### [Exercise description]
Can you write out every one of the entries below word for word?

### [Information provided]
###

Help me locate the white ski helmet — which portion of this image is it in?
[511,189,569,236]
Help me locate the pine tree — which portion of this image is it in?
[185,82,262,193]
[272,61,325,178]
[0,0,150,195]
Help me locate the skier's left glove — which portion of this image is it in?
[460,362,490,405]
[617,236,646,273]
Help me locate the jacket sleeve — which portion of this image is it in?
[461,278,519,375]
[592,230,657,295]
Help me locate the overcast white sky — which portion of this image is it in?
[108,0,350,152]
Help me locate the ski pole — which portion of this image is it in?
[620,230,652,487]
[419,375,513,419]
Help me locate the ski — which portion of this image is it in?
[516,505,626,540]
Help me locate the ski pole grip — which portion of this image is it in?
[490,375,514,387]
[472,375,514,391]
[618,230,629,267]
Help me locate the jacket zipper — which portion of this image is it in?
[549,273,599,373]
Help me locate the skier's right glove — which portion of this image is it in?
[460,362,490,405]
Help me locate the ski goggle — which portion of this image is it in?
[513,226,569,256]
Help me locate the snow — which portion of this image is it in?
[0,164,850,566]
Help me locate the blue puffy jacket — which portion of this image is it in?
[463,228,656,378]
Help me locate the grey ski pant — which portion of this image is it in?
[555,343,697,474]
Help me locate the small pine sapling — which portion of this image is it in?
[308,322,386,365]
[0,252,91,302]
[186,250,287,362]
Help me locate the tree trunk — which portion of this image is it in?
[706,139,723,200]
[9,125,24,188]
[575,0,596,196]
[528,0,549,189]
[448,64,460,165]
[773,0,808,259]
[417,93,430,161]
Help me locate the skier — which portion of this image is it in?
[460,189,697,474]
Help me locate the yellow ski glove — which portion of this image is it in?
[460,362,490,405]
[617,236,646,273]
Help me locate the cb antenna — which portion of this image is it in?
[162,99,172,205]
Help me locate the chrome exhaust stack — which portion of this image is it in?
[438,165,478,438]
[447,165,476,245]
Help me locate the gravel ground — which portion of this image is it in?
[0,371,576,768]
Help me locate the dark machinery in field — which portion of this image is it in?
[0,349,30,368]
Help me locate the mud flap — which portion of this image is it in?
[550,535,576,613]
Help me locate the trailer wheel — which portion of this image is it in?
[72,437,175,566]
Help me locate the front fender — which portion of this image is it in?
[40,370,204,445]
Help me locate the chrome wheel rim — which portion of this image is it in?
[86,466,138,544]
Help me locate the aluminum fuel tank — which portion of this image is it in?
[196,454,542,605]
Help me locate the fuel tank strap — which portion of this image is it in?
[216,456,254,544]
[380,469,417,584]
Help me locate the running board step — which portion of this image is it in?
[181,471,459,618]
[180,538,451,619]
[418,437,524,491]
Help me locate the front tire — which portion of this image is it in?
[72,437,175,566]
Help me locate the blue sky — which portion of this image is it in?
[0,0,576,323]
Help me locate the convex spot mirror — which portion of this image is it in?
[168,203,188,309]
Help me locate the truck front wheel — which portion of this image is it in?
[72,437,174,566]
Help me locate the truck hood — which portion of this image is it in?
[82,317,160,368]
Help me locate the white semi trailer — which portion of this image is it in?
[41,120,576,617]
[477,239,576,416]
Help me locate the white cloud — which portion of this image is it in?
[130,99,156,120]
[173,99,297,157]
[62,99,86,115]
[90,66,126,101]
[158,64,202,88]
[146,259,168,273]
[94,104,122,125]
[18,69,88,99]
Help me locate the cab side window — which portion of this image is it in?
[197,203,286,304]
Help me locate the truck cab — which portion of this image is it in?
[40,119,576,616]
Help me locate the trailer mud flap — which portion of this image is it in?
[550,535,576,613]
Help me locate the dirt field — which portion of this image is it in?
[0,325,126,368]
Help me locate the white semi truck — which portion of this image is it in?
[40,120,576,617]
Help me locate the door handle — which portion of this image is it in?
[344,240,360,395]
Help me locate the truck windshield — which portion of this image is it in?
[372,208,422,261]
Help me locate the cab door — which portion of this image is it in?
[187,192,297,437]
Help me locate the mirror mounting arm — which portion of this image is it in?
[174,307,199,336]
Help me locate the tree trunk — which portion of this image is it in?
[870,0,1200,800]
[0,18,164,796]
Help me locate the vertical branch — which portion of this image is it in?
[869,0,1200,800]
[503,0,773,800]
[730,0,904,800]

###

### [Complete answer]
Help me locate the white ski helmet — which portion of this image is it in?
[511,189,569,236]
Help me locate the pine tree — which portion of this image is it in?
[185,82,262,193]
[272,61,325,178]
[0,0,150,195]
Help me locate the skier's left glove — which portion of this image is it in?
[460,362,490,405]
[617,236,646,273]
Help me locate the jacket sleeve — which portion of this image is it in?
[461,278,519,375]
[592,230,657,295]
Help me locate the overcast white sky — which portion of this image is it in?
[108,0,350,152]
Help me locate the ski pole — which portion of this image is it in?
[620,230,652,487]
[419,375,513,419]
Help me locate the ski — which portion of this image is it in?
[516,505,626,540]
Help me locate the ski pole grip — which portion of this image is it in?
[490,375,514,387]
[472,375,514,391]
[618,230,629,267]
Help me locate the jacket zipper — which portion of this image is it in?
[549,273,599,373]
Help me locate the skier's right glove — which portion of this image is it in?
[460,362,490,405]
Help me locate the ski goggle — which portion of this image is it in?
[513,226,569,256]
Help me locate the snow — which portion of this image is it in?
[0,164,850,566]
Help me locate the blue puffy jacket — which portion of this image is it in?
[463,228,656,378]
Help me locate the grey ski pant — which portion of this image is it in?
[555,343,697,474]
Help me locate the small pine sapling — which portion of this image is it in?
[308,322,386,365]
[0,252,91,302]
[186,250,287,362]
Help me locate the tree trunk — which portion of this image is it in?
[706,139,723,200]
[9,125,24,188]
[575,0,596,196]
[528,0,549,189]
[448,64,460,165]
[773,0,808,259]
[417,93,430,161]
Help me locate the skier — which portion of this image is it in?
[460,189,697,474]
Help me locate the yellow ski glove — which portion of this image is it in?
[460,362,490,405]
[617,236,646,273]
Help me locate the cb antenna — which portion of this image is it in?
[162,99,172,205]
Help me locate the chrome exhaust stack — which portion of this image is it in?
[438,165,478,438]
[447,165,476,245]
Help me locate the gravel ground — which portion of this image is it in?
[0,371,576,768]
Help me locate the dark machinery in field — which portion of this image is it in?
[0,349,30,368]
Help me locate the mud flap — which portion of this image is it in?
[550,535,576,613]
Help me locate the trailer wheel — which portion of this image is it in?
[72,437,175,566]
Help me locate the front fender — which portion of this image is it in?
[40,370,204,445]
Help me locate the chrome wheel rim — which portion of this image is it in?
[86,466,138,544]
Help me locate the aluminum fuel tank — which portion of this image is it in?
[196,454,542,605]
Help me locate the fuel tank strap — which portion of this image is it in?
[216,456,254,544]
[380,469,417,584]
Help me locate the running board step — which portion of this image is it in?
[181,471,459,618]
[180,538,451,619]
[418,437,524,491]
Help me locate the front tire — which portion of this image is it in?
[72,437,175,566]
Help me locate the blue sky — which portion of this image is it in?
[0,0,576,323]
Help me locate the convex spot mirror — which portion of this image is it in?
[168,203,188,309]
Help me locate the truck front wheel — which portion of this image is it in?
[72,437,174,566]
Help me locate the truck hood — which portion of this image is it in?
[82,317,160,368]
Help me locate the white semi trailer — which portion of this image is it in?
[41,120,576,617]
[477,239,576,416]
Help me locate the white cloud — which portion of this image is it in?
[130,99,156,120]
[173,99,297,157]
[62,99,86,115]
[90,66,126,101]
[158,64,202,88]
[146,259,168,273]
[94,104,122,125]
[18,69,88,99]
Help me locate the cab side window — which portion of this image is it in?
[197,203,286,304]
Help me locate the truck cab — which portion of this image is it in?
[40,119,576,616]
Help me locate the trailer mud flap — which portion of this image is it in?
[550,535,576,613]
Help me locate the dirt field — which portion of this image is it in?
[0,325,126,368]
Help me locate the white semi truck — which portion of this image is it in?
[40,120,576,617]
Help me locate the door handle — which portion of this image is it in?
[344,240,360,395]
Help me locate the truck windshield — which portion of this image is it in?
[372,208,422,261]
Help me locate the cab door — which portion of this image is it in?
[187,192,297,437]
Help me locate the mirror mounting arm — which portion of this image is it in?
[174,307,199,336]
Help me locate the tree trunk — which portion of this image is it in?
[870,0,1200,800]
[0,18,164,796]
Help me locate the vertical branch — which portion of this image is it in?
[869,0,1200,800]
[503,0,773,800]
[730,0,904,800]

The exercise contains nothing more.